▸ **Trecho do texto**
Em março de 2022 o
PSDB ajuizou no Supremo Tribunal Federal a ADI 7.086 pleiteando o
reconhecimento da incompatibilidade da cobrança antecipada do Imposto Sobre
Transmissão de Bens eImóveis (ITBI) com a Constituição Federal e após três
meses da instauração, o plenário iniciou o julgamento do tema.
Segundo o partido, o
foco da ação são os artigos 1º, parágrafo 2º, da Lei 7.433/1985, 289 da Lei
6.015/1973 e 30, inciso XI, da Lei 8.935/1994. Tais dispositivos impõem aos
notários e aos oficiais de registros que exijam o recolhimento do imposto,
previsto no artigo 156, inciso II, da Constituição para a lavratura de atos
notariais ou registrais relacionados à transmissão de propriedade imóvel.
Contudo, antes de
tratar sobre os detalhes da Ação Direta de Inconstitucionalidade proposta, é
importante contextualizar sobre este tributo tão pouco discutido, mas muito
exigido.
A Constituição
Federal de 1988 atribui competência aos Municípios para instituir determinados
impostos, dentre eles, o ITBI. O tributo é imprescindível mesmo na compra de um
imóvel não construído, ou seja, na planta. Se o imposto não for recolhido, não
é possível efetuar a transmissão da propriedade do imóvel, o que impede a
liberação da documentação. Agora, se a aquisição do imóvel ocorrer por meio de
herança ou doação, o tributo incidente é o Imposto sobre Transmissão de Causa
Mortis e Doação (ITCMD) de competência estadual.

▸ **O que fazer**
Reescreva de forma mais breve o parágrafo do texto sobre o ITBI que começa com "A Constituição Federal de 1988", preservando seus fatos principais.

Entradas de dados armazenados
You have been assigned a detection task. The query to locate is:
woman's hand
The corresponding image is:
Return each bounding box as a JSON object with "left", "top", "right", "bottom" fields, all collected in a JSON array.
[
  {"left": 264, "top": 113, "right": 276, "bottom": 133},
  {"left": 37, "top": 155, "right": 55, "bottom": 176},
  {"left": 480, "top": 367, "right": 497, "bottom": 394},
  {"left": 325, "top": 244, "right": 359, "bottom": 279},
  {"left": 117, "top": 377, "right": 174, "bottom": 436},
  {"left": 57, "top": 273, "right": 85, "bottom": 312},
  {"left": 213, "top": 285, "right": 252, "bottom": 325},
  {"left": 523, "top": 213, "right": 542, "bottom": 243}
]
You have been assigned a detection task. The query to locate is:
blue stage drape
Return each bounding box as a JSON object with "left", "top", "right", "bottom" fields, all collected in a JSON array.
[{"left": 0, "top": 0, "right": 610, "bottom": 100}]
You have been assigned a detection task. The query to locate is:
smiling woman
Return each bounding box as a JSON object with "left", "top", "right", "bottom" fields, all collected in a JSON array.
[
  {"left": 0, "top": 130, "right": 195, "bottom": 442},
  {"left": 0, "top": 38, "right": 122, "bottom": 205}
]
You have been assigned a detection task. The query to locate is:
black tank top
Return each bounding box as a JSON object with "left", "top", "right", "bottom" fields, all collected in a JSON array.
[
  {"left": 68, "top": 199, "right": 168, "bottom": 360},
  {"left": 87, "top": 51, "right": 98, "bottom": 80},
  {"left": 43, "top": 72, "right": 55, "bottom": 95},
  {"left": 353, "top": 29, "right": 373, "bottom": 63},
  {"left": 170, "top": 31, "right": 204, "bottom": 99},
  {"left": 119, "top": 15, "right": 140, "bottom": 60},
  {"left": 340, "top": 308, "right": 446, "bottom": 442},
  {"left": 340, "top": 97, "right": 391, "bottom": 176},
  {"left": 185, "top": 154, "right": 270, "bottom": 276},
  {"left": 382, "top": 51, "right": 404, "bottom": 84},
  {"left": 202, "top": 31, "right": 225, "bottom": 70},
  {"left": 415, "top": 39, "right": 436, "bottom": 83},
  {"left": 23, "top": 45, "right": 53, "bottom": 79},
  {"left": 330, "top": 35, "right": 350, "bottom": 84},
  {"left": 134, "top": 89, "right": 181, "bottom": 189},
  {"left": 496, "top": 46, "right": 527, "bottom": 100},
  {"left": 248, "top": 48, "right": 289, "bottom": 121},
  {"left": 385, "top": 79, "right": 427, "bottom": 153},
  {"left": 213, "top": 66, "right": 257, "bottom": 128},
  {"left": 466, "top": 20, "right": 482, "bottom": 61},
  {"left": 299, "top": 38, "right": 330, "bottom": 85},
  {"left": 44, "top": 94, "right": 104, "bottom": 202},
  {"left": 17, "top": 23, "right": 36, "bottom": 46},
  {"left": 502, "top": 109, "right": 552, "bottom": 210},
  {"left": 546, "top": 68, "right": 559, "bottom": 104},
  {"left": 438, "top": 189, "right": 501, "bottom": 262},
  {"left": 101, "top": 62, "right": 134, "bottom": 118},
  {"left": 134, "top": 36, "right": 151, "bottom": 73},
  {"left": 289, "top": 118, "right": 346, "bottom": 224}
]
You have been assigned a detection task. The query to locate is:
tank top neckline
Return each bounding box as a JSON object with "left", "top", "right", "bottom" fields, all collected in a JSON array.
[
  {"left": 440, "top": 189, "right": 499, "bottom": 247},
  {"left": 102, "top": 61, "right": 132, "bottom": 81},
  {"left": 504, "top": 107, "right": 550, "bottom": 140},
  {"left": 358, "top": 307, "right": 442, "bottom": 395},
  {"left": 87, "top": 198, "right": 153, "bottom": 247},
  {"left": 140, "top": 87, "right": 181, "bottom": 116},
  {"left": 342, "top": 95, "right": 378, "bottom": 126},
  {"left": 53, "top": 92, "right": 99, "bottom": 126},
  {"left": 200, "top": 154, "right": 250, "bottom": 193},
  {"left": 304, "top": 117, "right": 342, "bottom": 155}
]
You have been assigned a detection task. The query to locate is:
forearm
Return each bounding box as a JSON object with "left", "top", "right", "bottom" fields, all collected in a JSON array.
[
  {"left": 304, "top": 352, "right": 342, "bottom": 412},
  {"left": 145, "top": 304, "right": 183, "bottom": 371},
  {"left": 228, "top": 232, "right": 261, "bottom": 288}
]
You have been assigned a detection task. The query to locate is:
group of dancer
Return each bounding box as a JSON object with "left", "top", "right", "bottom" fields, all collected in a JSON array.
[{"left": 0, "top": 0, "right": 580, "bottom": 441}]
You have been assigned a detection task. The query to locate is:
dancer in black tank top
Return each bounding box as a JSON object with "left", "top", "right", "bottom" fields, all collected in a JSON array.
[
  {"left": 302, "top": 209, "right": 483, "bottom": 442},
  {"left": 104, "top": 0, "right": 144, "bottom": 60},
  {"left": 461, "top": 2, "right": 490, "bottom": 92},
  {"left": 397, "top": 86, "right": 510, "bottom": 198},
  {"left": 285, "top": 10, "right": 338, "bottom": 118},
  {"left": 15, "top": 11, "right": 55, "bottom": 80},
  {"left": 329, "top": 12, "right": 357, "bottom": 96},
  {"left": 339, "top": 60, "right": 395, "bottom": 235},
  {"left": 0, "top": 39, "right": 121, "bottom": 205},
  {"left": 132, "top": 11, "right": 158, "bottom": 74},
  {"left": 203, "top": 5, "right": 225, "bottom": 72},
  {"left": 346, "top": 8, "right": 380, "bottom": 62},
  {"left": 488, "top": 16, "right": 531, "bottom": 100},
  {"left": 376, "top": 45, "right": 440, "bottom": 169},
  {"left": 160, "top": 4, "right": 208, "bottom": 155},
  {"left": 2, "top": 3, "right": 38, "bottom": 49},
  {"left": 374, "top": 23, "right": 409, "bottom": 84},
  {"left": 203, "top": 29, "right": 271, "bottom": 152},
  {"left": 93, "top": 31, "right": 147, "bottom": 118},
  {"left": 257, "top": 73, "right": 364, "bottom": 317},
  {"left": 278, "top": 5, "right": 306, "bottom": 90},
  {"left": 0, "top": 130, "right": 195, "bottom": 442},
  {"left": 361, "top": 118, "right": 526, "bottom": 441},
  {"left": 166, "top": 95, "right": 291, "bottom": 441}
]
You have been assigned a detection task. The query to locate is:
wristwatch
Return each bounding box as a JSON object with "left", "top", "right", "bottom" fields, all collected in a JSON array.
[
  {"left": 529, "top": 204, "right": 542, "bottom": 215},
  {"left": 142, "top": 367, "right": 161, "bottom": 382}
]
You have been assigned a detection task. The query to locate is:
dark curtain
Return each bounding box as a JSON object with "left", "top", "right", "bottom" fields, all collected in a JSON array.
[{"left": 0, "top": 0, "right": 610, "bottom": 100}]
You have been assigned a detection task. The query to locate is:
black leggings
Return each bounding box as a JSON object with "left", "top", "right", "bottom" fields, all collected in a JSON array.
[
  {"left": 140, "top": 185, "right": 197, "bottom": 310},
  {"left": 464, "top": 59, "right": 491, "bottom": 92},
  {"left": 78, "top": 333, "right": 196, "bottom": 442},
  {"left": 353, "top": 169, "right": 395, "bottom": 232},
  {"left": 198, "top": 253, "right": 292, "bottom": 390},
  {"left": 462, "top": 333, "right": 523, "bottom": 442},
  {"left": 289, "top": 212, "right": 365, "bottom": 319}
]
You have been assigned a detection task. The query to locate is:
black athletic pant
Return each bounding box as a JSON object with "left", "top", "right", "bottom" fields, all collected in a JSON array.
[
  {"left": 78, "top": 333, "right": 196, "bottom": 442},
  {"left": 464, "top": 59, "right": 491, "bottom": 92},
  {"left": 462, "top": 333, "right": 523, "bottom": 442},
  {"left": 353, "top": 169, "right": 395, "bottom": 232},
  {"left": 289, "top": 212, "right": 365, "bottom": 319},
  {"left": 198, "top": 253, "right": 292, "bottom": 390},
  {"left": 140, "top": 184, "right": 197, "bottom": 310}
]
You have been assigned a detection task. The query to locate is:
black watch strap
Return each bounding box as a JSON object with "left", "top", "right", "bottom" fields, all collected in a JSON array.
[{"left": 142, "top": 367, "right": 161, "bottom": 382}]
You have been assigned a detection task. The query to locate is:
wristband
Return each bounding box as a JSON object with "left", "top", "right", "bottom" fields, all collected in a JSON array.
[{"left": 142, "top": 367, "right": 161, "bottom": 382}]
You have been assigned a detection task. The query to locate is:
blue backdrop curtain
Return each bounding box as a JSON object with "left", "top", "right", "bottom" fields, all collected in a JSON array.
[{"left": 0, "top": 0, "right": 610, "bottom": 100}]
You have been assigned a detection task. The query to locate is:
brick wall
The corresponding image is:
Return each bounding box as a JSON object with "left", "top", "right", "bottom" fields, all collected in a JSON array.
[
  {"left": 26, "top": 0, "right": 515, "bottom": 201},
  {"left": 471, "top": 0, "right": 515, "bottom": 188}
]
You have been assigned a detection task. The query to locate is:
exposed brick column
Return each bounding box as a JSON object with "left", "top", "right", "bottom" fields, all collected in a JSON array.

▸ **Resposta**
A Constituição Federal de 1988 dá aos Municípios a competência para instituir o ITBI, exigido até na compra de imóvel na planta. Sem o recolhimento do imposto, a transmissão da propriedade não pode ser feita e a documentação não é liberada. Na aquisição por herança ou doação, incide o ITCMD, de competência estadual.